• _Texte à lire_:
>>

Quelle que soit la valeur de cette conjecture, il est certain que nous pouvons ajouter foi au témoignage de Diodore, fortifié par celui de Philochore, et je ne crois pas que le silence de Xénophon en affaiblisse l’autorité. Si l’on veut cependant s’expliquer comment l’auteur des Helléniques n’a rien dit de cette négociation, on admettra l’opinion de Grote[17], qui pense qu’Endios a bien été envoyé auprès des Athéniens, mais sans caractère officiel, pour connaître leurs intentions plutôt que pour leur proposer dans les formes un traité de paix. Il reste toujours acquis qu’Endios est venu à Athènes, à un titre quelconque, pour tâcher de mettre un terme aux hostilités, et que ses efforts ont échoué par suiffe de l’influence de Cléophon. Il y a eu un moment, après la bataille de Cyzique, où Athènes pouvait obtenir une convention très honorable ; si la guerre a été poussée jusqu’aux plus terribles extrémités, si elle ne s’est terminée que par le désastre d’Ægos-Potamos et la prise de la ville, la faute en retombe tout entière sur Cléophon et sur les citoyens qui lui avaient laissé prendre parmi eux un ascendant si considérable et si peu justifié.

<<

• _Lignes extraites_:
>>

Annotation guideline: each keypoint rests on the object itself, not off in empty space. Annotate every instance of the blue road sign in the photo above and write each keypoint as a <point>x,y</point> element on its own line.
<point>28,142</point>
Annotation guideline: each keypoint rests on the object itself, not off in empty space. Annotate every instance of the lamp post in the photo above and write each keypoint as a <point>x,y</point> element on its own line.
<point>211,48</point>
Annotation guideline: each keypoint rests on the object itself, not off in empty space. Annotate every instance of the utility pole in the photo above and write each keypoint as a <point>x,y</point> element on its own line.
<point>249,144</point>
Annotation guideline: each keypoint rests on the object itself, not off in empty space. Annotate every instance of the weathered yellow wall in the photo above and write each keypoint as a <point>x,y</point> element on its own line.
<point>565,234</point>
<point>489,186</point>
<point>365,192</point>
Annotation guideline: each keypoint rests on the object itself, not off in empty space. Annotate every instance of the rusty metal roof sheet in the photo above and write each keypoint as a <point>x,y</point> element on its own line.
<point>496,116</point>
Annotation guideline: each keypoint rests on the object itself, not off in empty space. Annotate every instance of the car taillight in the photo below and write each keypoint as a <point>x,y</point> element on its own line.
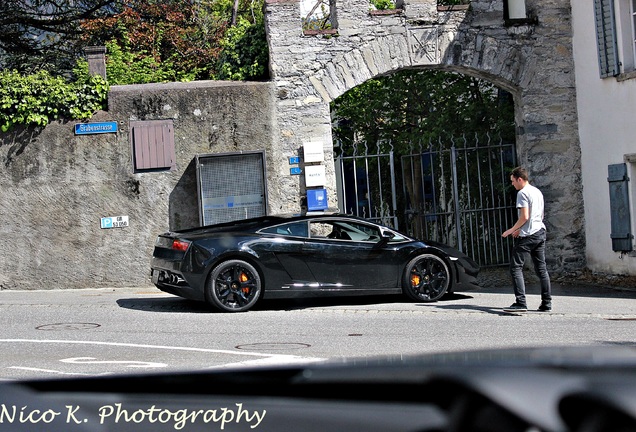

<<
>>

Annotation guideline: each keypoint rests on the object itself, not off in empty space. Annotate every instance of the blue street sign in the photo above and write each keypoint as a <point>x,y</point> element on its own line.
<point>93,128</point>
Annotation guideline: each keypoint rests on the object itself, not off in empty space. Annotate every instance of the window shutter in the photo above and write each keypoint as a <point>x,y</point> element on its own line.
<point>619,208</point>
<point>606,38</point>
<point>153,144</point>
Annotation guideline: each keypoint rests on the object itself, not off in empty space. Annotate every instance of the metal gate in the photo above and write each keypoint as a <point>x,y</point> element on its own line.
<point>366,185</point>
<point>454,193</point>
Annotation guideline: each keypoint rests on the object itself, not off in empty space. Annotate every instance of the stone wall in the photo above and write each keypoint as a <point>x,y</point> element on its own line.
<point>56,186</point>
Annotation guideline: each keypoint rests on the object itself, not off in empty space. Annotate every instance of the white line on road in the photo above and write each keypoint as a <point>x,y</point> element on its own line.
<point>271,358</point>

<<

Reprenez le texte sur l'échec de la mission d'Endios à Athènes et poursuivez-le à partir de sa dernière phrase.

• _Résultat attendu_:
Il serait assez inutile de revenir sur ces événements, si la personne seule de Cléophon était en jeu ; mais dans cette circonstance il n’a fait que représenter, en l’exagérant, la politique de la démocratie athénienne. Expliquer les motifs qui ont dicté sa résolution et les passions qui l’ont entraîné, c’est se rendre compte des causes qui ont amené l’issue funeste de la guerre du Péloponnèse.

L’aristocratie athénienne, si elle était restée à la tête des affaires, n’aurait jamais engagé la lutte avec Lacédémone. Elle pensait, comme Cimon, que l’intérêt général de la Grèce et l’intérêt bien entendu d’Athènes exigeaient que la puissance fût partagée entre les deux peuples rivaux. Pour employer les expressions mêmes dont se servait Cimon, il ne fallait pas que la Grèce devint boiteuse, et que la ville fût privée de sa compagne d’attelage[18].

La politique de l’aristocratie était une politique d’équilibre, aussi respectueuse, pour le moins, des droits de Lacédémone que jalouse de maintenir ceux d’Athènes, tenant Ies deux cités en échec l’une par l’autre, et leur assurant, par leur union, la prépondérance dans toute la Grèce.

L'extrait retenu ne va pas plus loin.